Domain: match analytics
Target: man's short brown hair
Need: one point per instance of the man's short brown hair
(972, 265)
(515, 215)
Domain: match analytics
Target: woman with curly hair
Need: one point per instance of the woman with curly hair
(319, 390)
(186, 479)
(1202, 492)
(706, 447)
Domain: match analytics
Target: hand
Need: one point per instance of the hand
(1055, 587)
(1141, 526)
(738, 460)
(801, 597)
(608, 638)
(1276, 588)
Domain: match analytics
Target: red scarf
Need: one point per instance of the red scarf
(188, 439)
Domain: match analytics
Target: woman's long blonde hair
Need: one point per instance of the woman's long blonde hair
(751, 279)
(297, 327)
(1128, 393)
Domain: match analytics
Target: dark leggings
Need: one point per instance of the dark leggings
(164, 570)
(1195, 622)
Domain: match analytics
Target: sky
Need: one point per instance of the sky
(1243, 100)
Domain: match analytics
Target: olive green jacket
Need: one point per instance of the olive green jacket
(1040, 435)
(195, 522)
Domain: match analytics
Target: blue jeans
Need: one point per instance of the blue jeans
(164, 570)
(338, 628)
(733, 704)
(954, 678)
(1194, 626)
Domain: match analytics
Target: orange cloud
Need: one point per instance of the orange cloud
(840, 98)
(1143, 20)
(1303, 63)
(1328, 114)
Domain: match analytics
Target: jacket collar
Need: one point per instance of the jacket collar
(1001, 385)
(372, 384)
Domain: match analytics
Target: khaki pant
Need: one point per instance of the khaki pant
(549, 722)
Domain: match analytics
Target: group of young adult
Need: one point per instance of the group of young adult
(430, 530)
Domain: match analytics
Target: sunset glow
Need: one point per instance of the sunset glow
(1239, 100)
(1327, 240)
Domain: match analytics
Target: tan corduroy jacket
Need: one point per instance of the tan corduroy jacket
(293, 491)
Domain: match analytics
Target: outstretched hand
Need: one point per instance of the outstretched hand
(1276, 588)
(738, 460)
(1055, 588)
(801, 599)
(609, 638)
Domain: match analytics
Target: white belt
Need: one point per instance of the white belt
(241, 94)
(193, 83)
-------
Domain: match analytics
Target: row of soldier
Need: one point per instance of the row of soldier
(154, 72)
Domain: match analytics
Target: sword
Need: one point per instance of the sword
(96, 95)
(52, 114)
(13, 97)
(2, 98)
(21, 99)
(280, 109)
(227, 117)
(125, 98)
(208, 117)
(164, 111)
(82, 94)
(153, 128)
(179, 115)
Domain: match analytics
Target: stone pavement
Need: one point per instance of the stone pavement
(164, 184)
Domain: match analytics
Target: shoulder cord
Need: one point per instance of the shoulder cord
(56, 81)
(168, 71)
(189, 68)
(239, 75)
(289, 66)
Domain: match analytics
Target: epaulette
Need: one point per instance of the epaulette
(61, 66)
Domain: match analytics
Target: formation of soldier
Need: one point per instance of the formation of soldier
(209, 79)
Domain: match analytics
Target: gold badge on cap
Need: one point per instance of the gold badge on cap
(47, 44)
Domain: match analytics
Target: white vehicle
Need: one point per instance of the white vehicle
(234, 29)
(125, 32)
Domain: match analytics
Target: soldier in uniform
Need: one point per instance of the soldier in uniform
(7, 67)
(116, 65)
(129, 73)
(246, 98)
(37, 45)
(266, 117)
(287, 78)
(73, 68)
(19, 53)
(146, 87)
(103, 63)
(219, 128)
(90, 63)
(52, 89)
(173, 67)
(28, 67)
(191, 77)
-------
**GOAL**
Pull out every row that contains the word "white". Case counts, so copy only rows that match it letter for letter in upper and lower case.

**THE COMPLETED TASK**
Target: white belt
Need: one point per instance of the white belt
Target: white vehicle
Need: one point per instance of the white vehicle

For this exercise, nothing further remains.